Reproduce everything from the start of the records down to the line containing "M 229 128 L", renaming "sesame seed" as "chia seed" and changing nothing else.

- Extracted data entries
________
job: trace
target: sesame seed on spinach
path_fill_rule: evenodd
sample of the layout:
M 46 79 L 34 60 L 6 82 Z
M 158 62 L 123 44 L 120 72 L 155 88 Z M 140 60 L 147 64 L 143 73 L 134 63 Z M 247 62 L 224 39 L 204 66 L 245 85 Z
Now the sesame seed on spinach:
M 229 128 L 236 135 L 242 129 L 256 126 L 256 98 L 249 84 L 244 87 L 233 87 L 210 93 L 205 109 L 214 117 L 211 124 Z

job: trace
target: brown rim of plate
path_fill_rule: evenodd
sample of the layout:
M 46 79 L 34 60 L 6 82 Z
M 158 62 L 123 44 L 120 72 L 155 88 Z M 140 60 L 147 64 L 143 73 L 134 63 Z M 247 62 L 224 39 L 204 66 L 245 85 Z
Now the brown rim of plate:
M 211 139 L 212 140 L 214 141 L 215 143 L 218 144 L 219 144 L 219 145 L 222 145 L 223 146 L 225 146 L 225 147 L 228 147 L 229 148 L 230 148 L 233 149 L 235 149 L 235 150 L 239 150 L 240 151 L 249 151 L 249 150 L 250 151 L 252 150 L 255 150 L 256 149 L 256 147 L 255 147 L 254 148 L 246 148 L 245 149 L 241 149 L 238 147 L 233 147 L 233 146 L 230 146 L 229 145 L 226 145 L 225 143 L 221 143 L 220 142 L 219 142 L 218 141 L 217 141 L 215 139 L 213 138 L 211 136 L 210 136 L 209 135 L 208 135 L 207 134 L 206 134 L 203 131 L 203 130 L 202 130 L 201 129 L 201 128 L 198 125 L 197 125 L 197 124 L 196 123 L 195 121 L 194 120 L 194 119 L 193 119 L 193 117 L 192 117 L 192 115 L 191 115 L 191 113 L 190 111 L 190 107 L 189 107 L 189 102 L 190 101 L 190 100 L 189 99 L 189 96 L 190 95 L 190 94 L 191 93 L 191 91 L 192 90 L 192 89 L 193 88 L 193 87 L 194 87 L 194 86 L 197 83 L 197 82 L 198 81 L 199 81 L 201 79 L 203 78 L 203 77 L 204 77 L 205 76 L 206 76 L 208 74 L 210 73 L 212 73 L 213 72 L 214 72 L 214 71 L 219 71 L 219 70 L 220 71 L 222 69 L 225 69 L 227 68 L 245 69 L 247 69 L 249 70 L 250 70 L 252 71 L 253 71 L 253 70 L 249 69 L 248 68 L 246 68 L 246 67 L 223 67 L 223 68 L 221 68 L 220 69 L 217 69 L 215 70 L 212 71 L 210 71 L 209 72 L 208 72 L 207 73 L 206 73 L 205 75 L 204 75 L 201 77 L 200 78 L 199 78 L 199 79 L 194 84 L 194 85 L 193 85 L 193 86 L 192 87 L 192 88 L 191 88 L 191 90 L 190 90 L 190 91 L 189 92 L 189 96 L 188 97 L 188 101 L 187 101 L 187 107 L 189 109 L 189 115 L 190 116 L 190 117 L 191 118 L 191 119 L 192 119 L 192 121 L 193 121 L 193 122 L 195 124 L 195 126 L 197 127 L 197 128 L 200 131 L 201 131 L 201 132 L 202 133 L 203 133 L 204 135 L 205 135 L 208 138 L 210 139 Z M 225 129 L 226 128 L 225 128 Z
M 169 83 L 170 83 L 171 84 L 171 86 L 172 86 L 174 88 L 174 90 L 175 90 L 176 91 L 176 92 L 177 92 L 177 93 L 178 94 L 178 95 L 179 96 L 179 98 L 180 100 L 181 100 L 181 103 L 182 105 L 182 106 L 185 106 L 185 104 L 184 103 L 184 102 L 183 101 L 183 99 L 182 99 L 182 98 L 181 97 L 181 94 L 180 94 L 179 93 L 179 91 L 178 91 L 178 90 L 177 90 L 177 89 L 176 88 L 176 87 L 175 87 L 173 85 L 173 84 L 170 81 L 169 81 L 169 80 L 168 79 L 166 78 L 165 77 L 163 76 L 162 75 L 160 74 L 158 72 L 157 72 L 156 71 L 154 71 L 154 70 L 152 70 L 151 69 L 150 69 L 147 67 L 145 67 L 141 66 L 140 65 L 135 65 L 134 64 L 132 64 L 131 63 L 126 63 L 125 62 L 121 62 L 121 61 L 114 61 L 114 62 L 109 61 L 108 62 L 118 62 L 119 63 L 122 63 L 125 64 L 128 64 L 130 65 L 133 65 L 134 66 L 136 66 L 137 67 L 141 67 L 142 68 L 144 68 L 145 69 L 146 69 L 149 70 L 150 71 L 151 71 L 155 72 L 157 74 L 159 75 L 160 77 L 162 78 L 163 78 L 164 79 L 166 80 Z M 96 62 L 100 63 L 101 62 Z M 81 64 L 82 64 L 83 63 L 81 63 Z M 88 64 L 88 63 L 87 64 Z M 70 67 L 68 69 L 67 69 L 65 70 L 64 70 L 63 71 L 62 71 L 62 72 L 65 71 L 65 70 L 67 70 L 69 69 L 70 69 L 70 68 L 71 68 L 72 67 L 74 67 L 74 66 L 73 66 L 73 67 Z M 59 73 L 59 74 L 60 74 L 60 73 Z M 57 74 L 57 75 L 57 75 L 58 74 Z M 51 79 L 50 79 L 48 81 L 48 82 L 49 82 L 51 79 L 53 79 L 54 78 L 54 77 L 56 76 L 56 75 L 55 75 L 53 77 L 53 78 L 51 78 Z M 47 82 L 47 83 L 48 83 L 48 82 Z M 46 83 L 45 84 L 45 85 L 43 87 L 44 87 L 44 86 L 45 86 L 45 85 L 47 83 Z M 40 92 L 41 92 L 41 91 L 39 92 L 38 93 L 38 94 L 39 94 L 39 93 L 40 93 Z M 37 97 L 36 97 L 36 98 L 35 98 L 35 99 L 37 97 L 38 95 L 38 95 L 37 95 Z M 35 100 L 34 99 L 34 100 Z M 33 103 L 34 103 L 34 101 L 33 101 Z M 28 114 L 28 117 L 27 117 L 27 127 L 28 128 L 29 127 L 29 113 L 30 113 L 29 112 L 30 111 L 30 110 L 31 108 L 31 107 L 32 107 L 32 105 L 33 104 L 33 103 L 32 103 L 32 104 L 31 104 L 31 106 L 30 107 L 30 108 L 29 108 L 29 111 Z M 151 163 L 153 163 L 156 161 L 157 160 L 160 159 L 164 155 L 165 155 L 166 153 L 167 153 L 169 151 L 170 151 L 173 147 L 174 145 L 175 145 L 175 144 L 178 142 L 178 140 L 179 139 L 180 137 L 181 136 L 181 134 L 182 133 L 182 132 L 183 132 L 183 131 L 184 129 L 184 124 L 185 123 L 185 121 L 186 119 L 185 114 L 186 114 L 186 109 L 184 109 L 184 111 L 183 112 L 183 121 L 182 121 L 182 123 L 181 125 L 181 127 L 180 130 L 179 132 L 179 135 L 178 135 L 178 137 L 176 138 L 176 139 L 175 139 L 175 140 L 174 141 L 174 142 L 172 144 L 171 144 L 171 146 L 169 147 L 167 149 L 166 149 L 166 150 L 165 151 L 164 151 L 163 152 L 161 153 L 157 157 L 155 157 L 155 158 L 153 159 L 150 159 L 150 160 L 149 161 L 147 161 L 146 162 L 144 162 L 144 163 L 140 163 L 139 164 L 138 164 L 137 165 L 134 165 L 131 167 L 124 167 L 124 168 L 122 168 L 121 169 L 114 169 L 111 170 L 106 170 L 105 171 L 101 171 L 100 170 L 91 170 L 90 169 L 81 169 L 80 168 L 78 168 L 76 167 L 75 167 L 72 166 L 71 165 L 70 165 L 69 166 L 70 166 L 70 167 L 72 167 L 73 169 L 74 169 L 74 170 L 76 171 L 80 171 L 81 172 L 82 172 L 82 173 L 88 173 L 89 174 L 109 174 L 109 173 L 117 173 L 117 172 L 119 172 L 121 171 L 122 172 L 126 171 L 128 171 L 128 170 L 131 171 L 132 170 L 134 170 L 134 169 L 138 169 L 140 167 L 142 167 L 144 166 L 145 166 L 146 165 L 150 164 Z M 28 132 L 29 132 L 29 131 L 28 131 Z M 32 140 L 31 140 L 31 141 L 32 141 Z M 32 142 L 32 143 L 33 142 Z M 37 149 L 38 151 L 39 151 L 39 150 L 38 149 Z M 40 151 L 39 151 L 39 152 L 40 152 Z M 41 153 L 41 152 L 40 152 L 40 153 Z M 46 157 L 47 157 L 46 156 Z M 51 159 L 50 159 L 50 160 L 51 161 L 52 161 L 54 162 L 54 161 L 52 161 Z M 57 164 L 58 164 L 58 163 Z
________
- Solution to the exercise
job: trace
target: chia seed on spinach
path_fill_rule: evenodd
sample of the layout:
M 46 79 L 34 60 L 6 82 Z
M 158 62 L 123 44 L 120 72 L 155 88 Z M 140 60 L 147 64 L 143 73 L 134 63 Z M 247 62 L 224 39 L 204 66 L 245 85 Z
Now the chia seed on spinach:
M 229 128 L 236 135 L 242 129 L 256 126 L 256 98 L 249 84 L 244 87 L 233 87 L 210 93 L 205 109 L 214 117 L 211 124 Z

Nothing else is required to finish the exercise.